# [Problem details]
Search the records for the string "dark", then copy each line that has it.

··· Data for processing

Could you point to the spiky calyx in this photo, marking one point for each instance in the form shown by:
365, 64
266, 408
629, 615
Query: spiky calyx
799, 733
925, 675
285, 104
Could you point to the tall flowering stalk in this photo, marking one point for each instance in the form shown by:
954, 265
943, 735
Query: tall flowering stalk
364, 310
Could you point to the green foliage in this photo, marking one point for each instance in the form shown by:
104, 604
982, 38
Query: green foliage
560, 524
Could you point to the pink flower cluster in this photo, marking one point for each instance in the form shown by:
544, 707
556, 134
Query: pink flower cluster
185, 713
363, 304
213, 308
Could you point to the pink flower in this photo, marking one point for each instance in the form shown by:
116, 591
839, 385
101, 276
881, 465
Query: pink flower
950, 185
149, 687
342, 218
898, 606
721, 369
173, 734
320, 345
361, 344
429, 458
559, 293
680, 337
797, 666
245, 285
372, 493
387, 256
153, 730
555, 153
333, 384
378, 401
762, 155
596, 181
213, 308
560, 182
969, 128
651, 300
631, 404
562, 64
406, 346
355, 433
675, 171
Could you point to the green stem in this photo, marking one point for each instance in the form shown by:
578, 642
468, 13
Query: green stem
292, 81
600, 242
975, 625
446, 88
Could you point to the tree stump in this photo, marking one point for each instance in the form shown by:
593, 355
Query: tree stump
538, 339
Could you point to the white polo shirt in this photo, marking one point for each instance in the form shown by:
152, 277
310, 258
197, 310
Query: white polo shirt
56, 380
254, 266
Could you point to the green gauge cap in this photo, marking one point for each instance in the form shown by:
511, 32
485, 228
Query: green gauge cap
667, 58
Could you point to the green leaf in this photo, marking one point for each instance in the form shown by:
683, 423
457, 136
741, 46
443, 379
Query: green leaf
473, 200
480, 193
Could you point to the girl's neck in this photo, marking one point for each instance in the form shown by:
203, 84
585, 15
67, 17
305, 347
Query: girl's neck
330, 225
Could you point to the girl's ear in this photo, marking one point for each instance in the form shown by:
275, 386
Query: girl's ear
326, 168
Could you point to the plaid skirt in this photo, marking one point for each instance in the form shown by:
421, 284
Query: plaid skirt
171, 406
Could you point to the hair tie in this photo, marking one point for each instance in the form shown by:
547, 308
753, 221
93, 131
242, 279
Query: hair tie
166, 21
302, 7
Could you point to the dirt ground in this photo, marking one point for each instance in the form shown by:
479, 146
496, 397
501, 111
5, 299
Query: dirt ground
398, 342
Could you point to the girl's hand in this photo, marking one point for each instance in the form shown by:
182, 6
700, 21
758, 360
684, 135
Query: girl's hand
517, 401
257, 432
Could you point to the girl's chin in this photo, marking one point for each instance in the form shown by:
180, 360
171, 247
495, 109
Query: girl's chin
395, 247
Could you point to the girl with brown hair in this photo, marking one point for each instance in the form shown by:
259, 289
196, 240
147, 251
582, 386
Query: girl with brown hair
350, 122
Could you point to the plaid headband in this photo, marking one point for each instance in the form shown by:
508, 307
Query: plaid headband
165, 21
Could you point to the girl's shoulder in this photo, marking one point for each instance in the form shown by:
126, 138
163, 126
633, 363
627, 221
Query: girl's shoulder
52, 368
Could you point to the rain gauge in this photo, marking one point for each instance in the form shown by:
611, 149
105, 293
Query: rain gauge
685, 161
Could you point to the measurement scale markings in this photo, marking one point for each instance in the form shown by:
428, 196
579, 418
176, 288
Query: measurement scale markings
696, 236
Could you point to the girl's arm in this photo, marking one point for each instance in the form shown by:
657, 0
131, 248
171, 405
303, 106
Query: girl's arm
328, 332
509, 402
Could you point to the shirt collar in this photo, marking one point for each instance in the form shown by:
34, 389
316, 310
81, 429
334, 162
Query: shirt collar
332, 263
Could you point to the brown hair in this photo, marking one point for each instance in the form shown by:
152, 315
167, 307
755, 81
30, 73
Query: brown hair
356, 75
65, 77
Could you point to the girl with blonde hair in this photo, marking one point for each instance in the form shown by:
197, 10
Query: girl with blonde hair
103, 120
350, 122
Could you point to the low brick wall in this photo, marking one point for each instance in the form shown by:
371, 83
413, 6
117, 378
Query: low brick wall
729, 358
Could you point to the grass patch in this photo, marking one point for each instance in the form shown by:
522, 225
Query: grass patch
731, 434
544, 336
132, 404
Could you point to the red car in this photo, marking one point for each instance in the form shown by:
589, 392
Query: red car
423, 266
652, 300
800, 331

······
··· Data for processing

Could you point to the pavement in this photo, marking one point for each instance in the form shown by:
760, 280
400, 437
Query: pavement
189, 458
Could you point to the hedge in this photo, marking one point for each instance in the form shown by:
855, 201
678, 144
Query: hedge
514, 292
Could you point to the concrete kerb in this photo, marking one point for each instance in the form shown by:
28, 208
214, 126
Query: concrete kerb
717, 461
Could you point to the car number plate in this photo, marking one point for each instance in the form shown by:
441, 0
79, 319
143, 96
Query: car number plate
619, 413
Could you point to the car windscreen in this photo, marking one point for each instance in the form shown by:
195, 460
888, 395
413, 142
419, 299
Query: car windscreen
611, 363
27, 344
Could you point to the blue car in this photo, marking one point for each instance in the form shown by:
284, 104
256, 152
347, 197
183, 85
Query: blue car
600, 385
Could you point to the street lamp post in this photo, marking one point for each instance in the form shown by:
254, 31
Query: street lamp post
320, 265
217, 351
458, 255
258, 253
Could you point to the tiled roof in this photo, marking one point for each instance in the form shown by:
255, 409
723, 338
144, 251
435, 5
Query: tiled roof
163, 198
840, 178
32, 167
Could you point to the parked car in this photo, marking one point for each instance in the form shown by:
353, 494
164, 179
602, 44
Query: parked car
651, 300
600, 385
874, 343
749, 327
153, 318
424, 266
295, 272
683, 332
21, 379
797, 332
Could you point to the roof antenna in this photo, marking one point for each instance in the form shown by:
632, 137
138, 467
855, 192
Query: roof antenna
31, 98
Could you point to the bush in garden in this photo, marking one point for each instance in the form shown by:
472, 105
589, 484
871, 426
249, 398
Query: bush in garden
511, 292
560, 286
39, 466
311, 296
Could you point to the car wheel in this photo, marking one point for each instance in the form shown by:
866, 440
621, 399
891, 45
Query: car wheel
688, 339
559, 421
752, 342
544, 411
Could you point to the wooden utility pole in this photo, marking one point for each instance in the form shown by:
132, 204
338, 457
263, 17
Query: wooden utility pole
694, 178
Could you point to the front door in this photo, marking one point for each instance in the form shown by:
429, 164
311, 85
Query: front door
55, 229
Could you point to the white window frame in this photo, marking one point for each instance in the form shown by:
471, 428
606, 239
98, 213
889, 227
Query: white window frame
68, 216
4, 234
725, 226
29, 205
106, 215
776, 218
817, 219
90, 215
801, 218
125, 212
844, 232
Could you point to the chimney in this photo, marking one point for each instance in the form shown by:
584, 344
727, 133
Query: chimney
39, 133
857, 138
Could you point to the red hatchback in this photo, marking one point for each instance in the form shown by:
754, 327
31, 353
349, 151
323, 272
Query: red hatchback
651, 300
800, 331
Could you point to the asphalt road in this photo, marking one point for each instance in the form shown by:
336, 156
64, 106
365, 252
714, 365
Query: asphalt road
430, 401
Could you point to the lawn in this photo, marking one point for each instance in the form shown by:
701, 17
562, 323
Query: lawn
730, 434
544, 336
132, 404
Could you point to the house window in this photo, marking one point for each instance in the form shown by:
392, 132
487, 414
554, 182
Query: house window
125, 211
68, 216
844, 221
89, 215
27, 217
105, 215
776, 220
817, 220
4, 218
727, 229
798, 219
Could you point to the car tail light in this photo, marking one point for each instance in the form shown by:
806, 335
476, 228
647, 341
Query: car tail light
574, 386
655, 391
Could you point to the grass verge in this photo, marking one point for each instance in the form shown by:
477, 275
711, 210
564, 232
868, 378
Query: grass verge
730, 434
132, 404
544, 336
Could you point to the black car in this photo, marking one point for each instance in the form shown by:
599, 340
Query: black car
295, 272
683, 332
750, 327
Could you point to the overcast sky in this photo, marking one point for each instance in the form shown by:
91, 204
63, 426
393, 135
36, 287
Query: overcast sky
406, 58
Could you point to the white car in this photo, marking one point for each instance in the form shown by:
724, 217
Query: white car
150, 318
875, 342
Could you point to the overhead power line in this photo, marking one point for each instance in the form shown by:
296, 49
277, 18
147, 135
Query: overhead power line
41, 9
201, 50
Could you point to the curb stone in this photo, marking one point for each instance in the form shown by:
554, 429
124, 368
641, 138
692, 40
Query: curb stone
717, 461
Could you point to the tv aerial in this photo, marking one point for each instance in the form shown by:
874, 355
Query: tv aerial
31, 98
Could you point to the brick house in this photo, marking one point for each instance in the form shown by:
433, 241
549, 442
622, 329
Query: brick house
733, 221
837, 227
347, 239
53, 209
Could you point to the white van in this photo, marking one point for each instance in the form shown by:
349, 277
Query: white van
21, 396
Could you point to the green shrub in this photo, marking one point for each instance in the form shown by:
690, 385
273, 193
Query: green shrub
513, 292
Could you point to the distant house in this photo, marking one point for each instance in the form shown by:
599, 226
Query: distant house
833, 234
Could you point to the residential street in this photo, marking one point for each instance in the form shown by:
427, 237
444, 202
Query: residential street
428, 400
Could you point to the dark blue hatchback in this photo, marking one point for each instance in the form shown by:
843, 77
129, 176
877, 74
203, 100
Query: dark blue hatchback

······

# [Output for this task]
Could you point to the dark blue hatchback in this photo, marking one point for each instance in the form shown by:
Query: dark blue hatchback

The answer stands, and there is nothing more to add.